Work instruction:
Would you please output the data exactly, omitting no line?

[Stored data entries]
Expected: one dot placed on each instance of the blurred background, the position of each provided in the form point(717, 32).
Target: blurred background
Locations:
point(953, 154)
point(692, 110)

Result:
Expected: one dot placed on each instance of the blurred background, the position of each provided in the form point(717, 32).
Target: blurred background
Locations:
point(953, 154)
point(692, 110)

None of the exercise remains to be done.